Proceeding into Rock County, we passed Cooksville itself, an interesting little New England town transplanted to Wisconsin, then bypassed by the railroad and preserved. Cooksville was home to the Galt family and their in-laws the Leedles, Armstrongs, Sturtevants, and Van Vlecks. Cooksville’s historic district is listed in the National Register of Historic Places.

Off to the east, in Geneva, Walworth County, we passed one of the homes of my husband’s Kinney family from County Tipperary, Ireland. Peter, the patriarch of the family, arrived in Walworth County in the late 1840s from Oswego, New York and buried his wife Bridget McDonagh there before heading for Buchanan County, Iowa, in the 1860s with his son Thomas Kinney and Thomas’ family. Several more of Peter’s married children made the trek to Iowa, leaving several other children and their families behind in Wisconsin.

Moving farther south, we passed Beloit, home to my husband’s great-great-grandparents, Michael Gerbig and Catharine Weigle, immigrants from Germany. Michael worked as a stonemason in Beloit, and the couple raised seven children there during the 1850s and 1860s. Catharine died in Beloit in 1867 and is buried in Oakwood Cemetery, along with her parents. After her death John Michael remarried and moved to Mitchell County, Iowa, where he farmed in Union Township, raised a second family, and became one of the founders of the Union Presbyterian Church.

My husband and I like to avoid driving through Chicago, even though it makes our trip longer, so we continued south into Illinois. There, on the second day of our trip, we passed Sublette, Lee County, where more of my husband’s great-great-grandparents, Martin Decker and Susan Small, married in 1857. Susan’s father Adam Small died in Illinois, but the remainder of the Smalls and Martin Decker’s extended family moved on to Mitchell County, Iowa, and neighboring Mower County, Minnesota. In Mitchell County Martin and Susan’s daughter Mary Decker married Charles A. Gerbig, son of John Michael Gerbig and Catherine Weigle.
# # #
- [Study questions]
(1) Reproduce, word for word, the part of the road trip account that opens with the words containing "My husband and" and closes with "and Catherine Weigle.".
(2) Write the next part of the road trip account of family history sites, starting right after its last sentence.

- [Extracted entries]
# # #
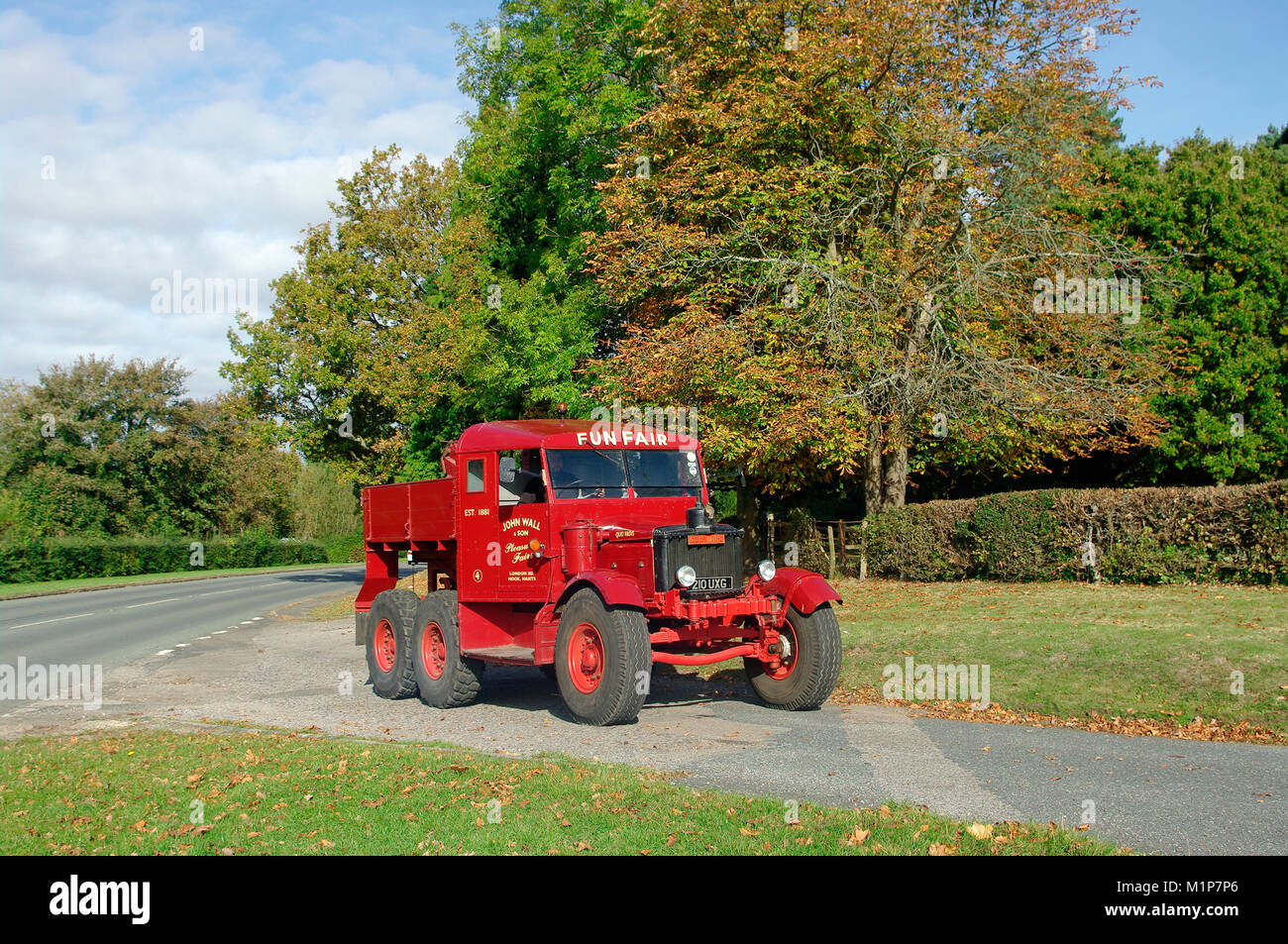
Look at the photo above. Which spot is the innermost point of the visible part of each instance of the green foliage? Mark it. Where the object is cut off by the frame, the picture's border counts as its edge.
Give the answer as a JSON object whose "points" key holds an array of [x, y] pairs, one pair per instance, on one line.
# # #
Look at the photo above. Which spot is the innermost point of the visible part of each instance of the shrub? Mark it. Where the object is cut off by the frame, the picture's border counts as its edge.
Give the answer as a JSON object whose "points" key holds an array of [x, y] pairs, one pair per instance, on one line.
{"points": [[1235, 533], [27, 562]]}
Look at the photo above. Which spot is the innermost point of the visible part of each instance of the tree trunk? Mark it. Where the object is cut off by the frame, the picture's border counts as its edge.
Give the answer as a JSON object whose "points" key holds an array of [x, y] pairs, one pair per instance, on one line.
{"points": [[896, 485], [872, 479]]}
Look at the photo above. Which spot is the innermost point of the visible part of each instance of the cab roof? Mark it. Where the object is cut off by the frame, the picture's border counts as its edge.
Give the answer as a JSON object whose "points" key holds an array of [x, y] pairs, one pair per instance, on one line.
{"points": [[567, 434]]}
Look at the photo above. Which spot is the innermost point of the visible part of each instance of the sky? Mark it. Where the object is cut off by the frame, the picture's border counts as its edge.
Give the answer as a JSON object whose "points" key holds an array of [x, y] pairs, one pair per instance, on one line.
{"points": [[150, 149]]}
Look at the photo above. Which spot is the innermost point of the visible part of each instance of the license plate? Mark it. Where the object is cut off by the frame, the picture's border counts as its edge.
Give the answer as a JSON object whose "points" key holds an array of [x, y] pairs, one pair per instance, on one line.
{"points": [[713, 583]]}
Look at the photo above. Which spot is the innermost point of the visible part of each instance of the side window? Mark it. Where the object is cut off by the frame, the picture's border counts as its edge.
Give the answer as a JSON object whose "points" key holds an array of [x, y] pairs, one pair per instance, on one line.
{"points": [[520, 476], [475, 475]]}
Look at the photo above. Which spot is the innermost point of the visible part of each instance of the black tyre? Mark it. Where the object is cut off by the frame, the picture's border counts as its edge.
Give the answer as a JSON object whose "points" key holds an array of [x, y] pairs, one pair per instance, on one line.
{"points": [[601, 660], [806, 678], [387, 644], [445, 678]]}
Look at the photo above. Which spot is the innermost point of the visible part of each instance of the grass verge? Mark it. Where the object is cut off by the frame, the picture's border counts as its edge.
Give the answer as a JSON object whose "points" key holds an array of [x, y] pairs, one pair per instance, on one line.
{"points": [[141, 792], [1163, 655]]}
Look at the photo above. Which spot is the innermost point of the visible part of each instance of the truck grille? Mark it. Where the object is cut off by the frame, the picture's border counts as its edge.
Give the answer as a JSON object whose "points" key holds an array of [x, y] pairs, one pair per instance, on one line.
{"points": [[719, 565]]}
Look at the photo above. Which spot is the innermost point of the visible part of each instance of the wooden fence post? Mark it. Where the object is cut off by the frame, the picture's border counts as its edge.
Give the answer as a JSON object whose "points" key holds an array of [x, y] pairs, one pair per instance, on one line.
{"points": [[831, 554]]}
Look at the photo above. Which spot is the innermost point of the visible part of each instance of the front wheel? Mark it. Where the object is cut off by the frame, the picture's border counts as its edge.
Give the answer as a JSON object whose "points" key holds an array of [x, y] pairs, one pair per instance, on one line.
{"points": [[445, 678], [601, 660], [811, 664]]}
# # #
- [Solved tasks]
(1)
My husband and I like to avoid driving through Chicago, even though it makes our trip longer, so we continued south into Illinois. There, on the second day of our trip, we passed Sublette, Lee County, where more of my husband’s great-great-grandparents, Martin Decker and Susan Small, married in 1857. Susan’s father Adam Small died in Illinois, but the remainder of the Smalls and Martin Decker’s extended family moved on to Mitchell County, Iowa, and neighboring Mower County, Minnesota. In Mitchell County Martin and Susan’s daughter Mary Decker married Charles A. Gerbig, son of John Michael Gerbig and Catherine Weigle.

(2)
Farther south in Illinois, on the same day, we passed Toluca, where Sophia Ellen Trewren, a sister of my great-great-grandfather George Trewren from Ludgvan, Cornwall, settled with her husband John William Curley and their family between 1900 and 1910. John William was a coal miner who emigrated from England. Both he and Sophia died in Illinois.

Turning east at Bloomington, we drove by way of Indianapolis into Ohio, where on the third day of our trip we passed Millersburg and Wooster. That area of Ohio, Holmes, Wayne, and Knox Counties, was home to my husband’s Clark, Neville, Buckmaster, and Barnes families in the first half of the nineteenth century. By the 1850s, successive segments of those families were moving westward to Buchanan County, Iowa, where they intermarried with the Kinneys.

We had already passed a westward outpost of my family in Van Wert County, Ohio, where several collateral members of the Lutz family took up land and settled before 1850.

Moving into Pennsylvania, we came into my family’s home territory. In Clinton County we passed the homestead and burial place of my great-great-grandmother Rebecca (Andrews) Whetstone’s younger brother James Albert Andrews. I have DNA matches with several of James’ descendants and am hopeful that their DNA will help us learn the identity of Rebecca and James’ mother Phoebe Houser’s parents.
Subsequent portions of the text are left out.